● **TAREA REQUERIDA 1**
Indica si cada afirmación coincide con el texto sobre el latín eclesiástico y responde sí o no, citando literalmente las palabras del texto que lo deciden: (a) El griego supera al latín en todas las cuestiones. (b) El copto es la lengua de culto de la Iglesia alejandrina. (c) El latín ya no cumple una función ritual en la Iglesia Católica.
● **TAREA REQUERIDA 2**
Traduce al inglés esta oración del texto sobre el latín eclesiástico: "También en la esfera religiosa destaca su trascendencia."
● **TAREA REQUERIDA 3**
Transcribe del texto sobre el latín eclesiástico el tramo que va desde "En este caso" hasta "determinadas ramas hinduistas.".

=== TEXTO DEL DOCUMENTO ===

La pronunciación del latín eclesiástico
Macario Valpuesta Bermúdez, Catedrático de Bachillerato de Latín
El latín es una de las lenguas más importantes del mundo desde todos los puntos de vista que lo queramos mirar. Nos atreveríamos a decir que es quizás la lengua más relevante que ha existido en la historia de la humanidad, tanto por el número de hablantes de lenguas neolatinas actualmente existentes (casi mil millones de personas en el mundo lo tienen como lengua nativa), como por la influencia que este idioma ha ejercido en todas las culturas humanas -incluso las que son del todo distintas y exóticas- en el ámbito cultural, literario, científico, jurídico o filosófico. También en la esfera religiosa destaca su trascendencia. En algunas cuestiones, puede que el griego rivalice con él, pero es indudable su posición de absoluta relevancia y protagonismo en la historia de la humanidad.
En este caso concreto, a nosotros nos interesa resaltar el aspecto de lengua ritual o cúltica que ha ejercido y aún ejerce en la historia de la Iglesia Católica. No es el único caso de un fenómeno semejante: resulta bien conocida en muchas tradiciones religiosas la existencia de una lengua “antigua” que se consagra como instrumento de culto divino, debido a la consideración de que el idioma vulgar es menos adecuado para el acceso a lo sagrado, además de por evitar en lo posible los problemas que conlleva una “traducción fiable”. Así le ocurre al eslavo antiguo en la Iglesia ortodoxa rusa, al copto en la Iglesia alejandrina o al sánscrito en determinadas ramas hinduistas.

=== MATERIAL RECOPILADO ===

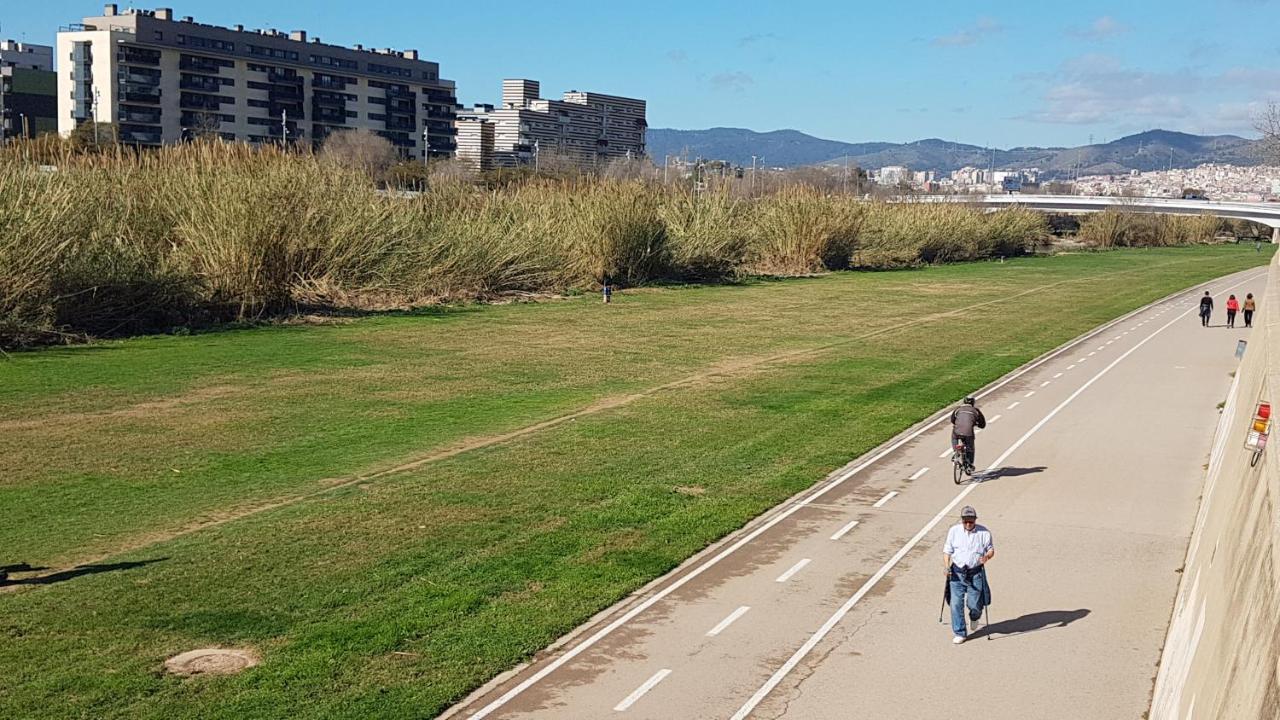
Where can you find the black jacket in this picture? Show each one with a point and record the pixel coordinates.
(965, 419)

===

● **RESPUESTA DEL EJERCICIO 1**
(a) No: "En algunas cuestiones, puede que el griego rivalice con él".
(b) Sí: "al copto en la Iglesia alejandrina".
(c) No: "ha ejercido y aún ejerce en la historia de la Iglesia Católica".

● **RESPUESTA DEL EJERCICIO 2**
Its significance also stands out in the religious sphere.

● **RESPUESTA DEL EJERCICIO 3**
En este caso concreto, a nosotros nos interesa resaltar el aspecto de lengua ritual o cúltica que ha ejercido y aún ejerce en la historia de la Iglesia Católica. No es el único caso de un fenómeno semejante: resulta bien conocida en muchas tradiciones religiosas la existencia de una lengua “antigua” que se consagra como instrumento de culto divino, debido a la consideración de que el idioma vulgar es menos adecuado para el acceso a lo sagrado, además de por evitar en lo posible los problemas que conlleva una “traducción fiable”. Así le ocurre al eslavo antiguo en la Iglesia ortodoxa rusa, al copto en la Iglesia alejandrina o al sánscrito en determinadas ramas hinduistas.